▶ [What is expected] Retype, character for character, the stretch of the items below from the line containing "Instruction for annotators: the class to label is railing." through the line containing "100, 180, 108]]", with both of those lines included.

— start Task material —

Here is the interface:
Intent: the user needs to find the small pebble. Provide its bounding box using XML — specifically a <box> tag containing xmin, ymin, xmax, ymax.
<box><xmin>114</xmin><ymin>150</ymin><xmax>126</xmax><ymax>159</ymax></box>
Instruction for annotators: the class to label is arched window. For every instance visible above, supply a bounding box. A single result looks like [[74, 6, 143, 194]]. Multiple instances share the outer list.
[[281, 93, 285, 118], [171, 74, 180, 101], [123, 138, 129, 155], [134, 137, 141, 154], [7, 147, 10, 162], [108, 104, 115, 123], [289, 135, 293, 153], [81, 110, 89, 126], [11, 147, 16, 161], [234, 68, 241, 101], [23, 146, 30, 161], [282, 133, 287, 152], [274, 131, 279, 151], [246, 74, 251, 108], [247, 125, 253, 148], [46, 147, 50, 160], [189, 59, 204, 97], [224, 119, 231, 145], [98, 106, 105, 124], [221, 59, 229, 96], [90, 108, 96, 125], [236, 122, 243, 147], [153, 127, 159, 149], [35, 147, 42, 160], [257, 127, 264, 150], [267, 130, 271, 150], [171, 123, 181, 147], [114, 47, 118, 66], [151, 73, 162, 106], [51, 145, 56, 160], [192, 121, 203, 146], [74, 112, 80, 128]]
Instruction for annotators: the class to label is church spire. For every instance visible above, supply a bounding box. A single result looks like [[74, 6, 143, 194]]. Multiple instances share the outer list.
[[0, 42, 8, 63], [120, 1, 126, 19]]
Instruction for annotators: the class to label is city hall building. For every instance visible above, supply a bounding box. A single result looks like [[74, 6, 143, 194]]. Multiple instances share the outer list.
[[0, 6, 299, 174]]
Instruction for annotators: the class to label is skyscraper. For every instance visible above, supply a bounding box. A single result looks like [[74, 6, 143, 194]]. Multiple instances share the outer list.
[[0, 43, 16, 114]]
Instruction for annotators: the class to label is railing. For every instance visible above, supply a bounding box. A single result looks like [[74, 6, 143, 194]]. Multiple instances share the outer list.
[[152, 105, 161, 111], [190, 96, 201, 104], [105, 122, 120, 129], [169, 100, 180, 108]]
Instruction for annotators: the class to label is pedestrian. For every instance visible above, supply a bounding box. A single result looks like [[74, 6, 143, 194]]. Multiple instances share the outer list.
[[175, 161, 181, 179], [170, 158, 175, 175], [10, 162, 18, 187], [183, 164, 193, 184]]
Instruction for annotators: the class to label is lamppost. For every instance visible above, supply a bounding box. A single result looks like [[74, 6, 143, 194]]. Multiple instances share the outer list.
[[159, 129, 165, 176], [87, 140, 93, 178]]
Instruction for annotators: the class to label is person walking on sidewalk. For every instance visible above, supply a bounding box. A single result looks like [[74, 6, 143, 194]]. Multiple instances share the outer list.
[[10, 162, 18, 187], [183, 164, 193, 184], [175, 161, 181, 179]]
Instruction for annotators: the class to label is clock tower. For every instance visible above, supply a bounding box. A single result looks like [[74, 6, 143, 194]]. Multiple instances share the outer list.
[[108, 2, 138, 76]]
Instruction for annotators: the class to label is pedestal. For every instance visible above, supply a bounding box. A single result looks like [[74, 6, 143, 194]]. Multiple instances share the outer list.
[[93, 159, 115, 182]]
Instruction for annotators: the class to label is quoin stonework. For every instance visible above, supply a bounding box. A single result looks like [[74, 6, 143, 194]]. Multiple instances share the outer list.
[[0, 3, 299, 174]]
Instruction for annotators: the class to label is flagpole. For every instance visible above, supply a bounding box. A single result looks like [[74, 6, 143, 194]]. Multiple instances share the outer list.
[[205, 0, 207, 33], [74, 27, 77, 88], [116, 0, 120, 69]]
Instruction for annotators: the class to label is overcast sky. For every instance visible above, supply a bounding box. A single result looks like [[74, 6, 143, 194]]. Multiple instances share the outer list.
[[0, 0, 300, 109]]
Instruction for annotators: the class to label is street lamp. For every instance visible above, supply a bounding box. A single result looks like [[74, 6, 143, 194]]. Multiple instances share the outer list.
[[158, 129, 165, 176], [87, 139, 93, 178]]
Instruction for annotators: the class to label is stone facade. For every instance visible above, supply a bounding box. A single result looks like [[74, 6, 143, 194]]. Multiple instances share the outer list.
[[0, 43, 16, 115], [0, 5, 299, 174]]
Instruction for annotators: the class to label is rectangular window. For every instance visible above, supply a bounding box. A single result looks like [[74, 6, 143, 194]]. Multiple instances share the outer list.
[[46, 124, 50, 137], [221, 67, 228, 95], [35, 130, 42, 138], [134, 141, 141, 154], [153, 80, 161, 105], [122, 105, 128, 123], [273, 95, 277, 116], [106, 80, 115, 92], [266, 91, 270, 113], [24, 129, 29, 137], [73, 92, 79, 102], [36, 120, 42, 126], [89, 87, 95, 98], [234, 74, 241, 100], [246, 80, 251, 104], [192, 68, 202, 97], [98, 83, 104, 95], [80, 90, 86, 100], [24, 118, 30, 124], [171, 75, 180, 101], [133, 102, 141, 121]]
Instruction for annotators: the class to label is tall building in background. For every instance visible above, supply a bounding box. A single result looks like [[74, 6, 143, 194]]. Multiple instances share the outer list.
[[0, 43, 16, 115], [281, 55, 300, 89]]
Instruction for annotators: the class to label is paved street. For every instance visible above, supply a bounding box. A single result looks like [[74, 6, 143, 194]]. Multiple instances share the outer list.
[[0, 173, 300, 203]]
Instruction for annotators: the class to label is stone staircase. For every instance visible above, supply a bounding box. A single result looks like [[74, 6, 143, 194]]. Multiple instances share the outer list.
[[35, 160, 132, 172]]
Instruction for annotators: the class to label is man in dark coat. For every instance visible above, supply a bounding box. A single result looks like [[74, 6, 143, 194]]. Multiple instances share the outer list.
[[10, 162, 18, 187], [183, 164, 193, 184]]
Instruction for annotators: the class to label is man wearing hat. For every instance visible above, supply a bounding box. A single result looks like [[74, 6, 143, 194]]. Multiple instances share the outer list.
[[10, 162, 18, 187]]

— end Task material —

▶ [Result of the exercise]
Instruction for annotators: the class to label is railing. For every instance visible above, supply a bounding box. A single result looks like [[74, 6, 143, 194]]. Multiple instances share the outer list.
[[152, 105, 161, 111], [190, 96, 201, 104], [105, 122, 120, 129], [169, 100, 180, 108]]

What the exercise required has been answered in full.